WRITTEN INSTRUCTION :: Rewrite the stretch of the records from the line containing "Query: nose landing gear" through the end of the records, replacing "sample" with "example" and leaving everything else unchanged.

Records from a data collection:

- - - - - - -

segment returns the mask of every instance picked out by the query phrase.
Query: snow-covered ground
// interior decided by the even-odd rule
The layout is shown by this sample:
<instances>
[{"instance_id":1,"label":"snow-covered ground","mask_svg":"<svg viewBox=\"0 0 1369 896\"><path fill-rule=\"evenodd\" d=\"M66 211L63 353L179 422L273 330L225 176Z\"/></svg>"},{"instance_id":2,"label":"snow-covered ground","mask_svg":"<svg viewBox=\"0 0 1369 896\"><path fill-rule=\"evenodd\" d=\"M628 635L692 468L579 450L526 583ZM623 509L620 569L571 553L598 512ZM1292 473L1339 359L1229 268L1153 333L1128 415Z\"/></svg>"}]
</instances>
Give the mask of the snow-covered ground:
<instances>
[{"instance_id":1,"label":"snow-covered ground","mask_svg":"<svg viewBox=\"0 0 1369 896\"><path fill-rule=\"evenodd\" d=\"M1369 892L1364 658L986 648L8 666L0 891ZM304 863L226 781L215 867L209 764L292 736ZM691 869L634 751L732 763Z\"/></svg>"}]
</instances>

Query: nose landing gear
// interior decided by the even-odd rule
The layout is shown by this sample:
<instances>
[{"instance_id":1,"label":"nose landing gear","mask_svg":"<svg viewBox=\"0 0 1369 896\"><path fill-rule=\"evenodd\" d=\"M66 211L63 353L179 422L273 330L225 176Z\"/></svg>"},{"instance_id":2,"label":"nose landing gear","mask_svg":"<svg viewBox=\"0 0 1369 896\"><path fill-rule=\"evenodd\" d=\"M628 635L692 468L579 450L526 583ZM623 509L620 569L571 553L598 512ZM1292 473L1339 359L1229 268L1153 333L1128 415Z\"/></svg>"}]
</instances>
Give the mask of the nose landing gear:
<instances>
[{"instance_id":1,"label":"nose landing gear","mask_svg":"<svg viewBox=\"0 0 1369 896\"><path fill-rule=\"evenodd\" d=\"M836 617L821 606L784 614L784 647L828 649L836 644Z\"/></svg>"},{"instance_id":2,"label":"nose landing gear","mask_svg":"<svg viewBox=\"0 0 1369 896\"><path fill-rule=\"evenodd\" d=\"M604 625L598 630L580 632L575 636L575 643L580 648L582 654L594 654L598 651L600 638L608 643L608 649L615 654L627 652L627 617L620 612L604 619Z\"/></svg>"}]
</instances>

- - - - - - -

RESULT FOR THIS EXERCISE ::
Query: nose landing gear
// interior decided by the even-odd rule
The layout is shown by this example:
<instances>
[{"instance_id":1,"label":"nose landing gear","mask_svg":"<svg viewBox=\"0 0 1369 896\"><path fill-rule=\"evenodd\" d=\"M66 211L63 353L179 422L273 330L225 176Z\"/></svg>"},{"instance_id":2,"label":"nose landing gear","mask_svg":"<svg viewBox=\"0 0 1369 896\"><path fill-rule=\"evenodd\" d=\"M628 635L692 468L579 450L526 583ZM623 509L620 569L571 553L598 512ZM1292 473L1339 359L1229 268L1153 333L1128 415Z\"/></svg>"}]
</instances>
Give the mask of the nose landing gear:
<instances>
[{"instance_id":1,"label":"nose landing gear","mask_svg":"<svg viewBox=\"0 0 1369 896\"><path fill-rule=\"evenodd\" d=\"M836 617L821 606L784 614L784 647L828 649L836 644Z\"/></svg>"},{"instance_id":2,"label":"nose landing gear","mask_svg":"<svg viewBox=\"0 0 1369 896\"><path fill-rule=\"evenodd\" d=\"M604 625L598 630L580 632L575 636L575 643L580 648L582 654L594 654L598 651L600 638L608 643L608 649L615 654L627 652L627 617L620 612L604 619Z\"/></svg>"}]
</instances>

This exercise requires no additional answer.